- _TASK GOAL_
After locating the line that contains "tail section, listing" in the following entries, reproduce it and each later line exactly, including the last.
# # # # #
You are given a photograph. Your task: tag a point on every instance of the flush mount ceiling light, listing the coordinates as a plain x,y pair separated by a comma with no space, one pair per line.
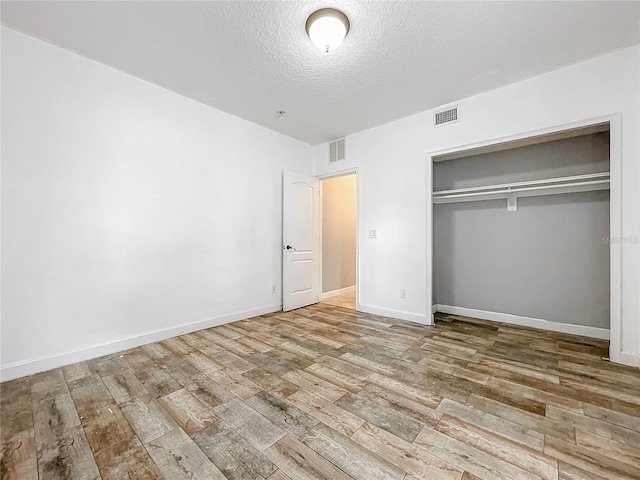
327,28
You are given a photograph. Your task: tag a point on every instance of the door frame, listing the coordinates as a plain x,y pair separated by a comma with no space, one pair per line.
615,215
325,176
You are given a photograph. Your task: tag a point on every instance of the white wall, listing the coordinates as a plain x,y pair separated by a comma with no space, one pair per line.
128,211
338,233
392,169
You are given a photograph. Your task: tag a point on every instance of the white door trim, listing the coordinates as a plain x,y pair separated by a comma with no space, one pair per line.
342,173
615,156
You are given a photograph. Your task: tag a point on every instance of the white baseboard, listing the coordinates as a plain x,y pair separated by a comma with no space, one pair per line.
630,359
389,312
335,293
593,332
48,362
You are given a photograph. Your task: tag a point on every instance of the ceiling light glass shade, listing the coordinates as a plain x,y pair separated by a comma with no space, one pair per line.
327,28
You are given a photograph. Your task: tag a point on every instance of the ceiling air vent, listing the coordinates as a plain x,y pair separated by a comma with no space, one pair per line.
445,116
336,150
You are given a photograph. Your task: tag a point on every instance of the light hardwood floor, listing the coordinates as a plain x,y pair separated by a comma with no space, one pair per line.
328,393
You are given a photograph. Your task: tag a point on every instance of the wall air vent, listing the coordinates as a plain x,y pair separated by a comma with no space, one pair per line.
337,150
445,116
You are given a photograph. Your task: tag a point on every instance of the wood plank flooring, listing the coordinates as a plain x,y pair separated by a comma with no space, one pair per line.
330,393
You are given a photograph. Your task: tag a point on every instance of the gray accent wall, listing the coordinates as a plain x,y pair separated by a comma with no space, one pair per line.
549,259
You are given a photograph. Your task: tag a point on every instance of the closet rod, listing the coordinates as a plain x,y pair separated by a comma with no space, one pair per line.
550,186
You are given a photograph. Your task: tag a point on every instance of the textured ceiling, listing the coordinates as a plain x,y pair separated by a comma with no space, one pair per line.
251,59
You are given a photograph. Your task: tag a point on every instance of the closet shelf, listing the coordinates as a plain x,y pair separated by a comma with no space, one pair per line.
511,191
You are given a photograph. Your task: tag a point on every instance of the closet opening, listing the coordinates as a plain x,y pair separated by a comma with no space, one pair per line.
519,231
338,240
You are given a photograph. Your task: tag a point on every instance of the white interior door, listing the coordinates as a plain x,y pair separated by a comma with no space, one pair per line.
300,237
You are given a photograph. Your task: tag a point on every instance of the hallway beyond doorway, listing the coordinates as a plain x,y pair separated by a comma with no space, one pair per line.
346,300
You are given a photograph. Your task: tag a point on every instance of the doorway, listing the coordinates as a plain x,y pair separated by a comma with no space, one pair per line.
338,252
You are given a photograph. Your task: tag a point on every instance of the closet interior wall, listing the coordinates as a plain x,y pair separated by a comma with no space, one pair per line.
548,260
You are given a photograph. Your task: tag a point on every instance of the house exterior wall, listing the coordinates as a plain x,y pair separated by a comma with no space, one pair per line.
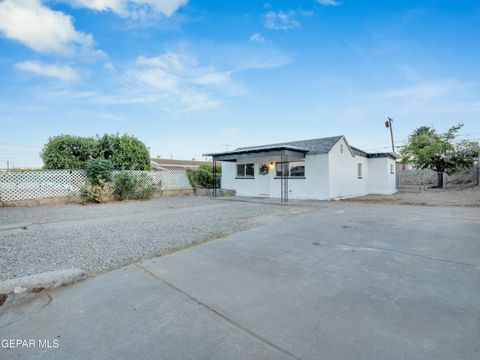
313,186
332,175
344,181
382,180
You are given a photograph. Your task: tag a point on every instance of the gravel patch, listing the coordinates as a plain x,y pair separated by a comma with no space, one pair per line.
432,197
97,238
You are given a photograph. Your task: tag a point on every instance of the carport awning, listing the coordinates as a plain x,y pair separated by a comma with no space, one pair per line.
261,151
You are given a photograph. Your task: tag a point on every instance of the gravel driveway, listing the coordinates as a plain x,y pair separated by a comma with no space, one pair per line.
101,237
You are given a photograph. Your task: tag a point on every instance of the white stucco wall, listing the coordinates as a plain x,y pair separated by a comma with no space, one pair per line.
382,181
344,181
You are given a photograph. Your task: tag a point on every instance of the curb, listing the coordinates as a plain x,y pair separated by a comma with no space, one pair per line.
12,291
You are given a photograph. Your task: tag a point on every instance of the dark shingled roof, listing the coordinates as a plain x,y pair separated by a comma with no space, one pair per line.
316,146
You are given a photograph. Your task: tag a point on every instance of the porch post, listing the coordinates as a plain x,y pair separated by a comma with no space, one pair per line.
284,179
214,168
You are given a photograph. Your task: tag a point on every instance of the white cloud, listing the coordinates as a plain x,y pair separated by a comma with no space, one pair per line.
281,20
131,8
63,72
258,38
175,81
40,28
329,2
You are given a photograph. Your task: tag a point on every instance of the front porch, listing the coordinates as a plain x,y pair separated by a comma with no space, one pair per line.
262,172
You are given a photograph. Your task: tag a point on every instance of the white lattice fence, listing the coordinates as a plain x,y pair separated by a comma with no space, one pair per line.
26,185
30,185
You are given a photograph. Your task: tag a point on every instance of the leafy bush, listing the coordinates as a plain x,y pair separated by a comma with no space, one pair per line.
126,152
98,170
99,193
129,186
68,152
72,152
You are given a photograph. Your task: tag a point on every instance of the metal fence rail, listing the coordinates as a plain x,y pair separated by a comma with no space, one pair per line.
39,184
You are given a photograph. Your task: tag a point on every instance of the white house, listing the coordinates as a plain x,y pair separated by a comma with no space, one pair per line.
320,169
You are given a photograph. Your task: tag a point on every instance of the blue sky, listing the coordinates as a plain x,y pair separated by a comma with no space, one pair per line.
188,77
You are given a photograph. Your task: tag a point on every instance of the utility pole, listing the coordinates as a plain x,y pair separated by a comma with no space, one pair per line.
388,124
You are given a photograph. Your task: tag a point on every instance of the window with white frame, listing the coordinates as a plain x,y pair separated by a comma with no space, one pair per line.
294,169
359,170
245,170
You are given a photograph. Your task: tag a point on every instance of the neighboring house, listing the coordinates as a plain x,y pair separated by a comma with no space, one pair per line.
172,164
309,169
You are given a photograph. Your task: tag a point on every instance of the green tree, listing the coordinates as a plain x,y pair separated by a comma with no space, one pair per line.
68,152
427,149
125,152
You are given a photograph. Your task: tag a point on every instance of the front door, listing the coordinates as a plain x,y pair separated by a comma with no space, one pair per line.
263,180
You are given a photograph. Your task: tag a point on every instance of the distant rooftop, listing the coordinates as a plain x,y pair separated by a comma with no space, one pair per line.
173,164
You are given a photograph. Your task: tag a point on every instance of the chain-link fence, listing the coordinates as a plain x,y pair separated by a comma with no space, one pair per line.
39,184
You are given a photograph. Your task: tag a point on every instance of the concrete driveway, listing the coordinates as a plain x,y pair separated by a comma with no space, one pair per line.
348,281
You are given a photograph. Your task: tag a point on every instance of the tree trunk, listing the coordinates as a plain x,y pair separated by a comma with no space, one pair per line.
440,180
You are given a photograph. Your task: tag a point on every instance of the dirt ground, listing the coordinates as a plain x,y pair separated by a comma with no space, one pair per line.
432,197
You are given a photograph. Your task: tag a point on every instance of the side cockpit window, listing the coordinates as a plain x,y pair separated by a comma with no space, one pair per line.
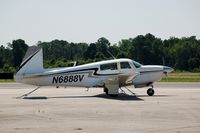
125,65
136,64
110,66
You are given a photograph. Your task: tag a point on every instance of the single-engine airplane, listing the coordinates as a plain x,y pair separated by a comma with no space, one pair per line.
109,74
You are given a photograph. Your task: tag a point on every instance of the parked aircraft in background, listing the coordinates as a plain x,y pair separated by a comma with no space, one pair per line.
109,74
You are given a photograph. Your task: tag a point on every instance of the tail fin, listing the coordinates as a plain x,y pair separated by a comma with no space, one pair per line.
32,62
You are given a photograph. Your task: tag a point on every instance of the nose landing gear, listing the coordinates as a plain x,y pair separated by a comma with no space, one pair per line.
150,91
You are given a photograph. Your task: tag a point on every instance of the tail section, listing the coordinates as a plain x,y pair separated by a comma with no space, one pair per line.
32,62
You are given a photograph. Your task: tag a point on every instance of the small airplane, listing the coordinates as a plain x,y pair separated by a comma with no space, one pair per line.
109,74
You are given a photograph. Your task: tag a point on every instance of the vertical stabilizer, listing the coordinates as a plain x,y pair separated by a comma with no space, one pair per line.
# # # # #
- _ANSWER SECTION_
You are given a photograph. Your task: tag a point on every instance of the tail section, listing the coordinates as a plain x,y pair separated by a comma with no space, one pair per line.
32,62
You are given a photograph. Your task: tag a point on every instance of the small airplane, listing the coordinates as a plain x,y pair separated by a comma with no space, one pair per line.
109,74
You are given a photograph. Your task: tag a point on every instance of the vertical stabilizer, listing the coordinates as a plain x,y pair separated by a comma with no space, one pair per line.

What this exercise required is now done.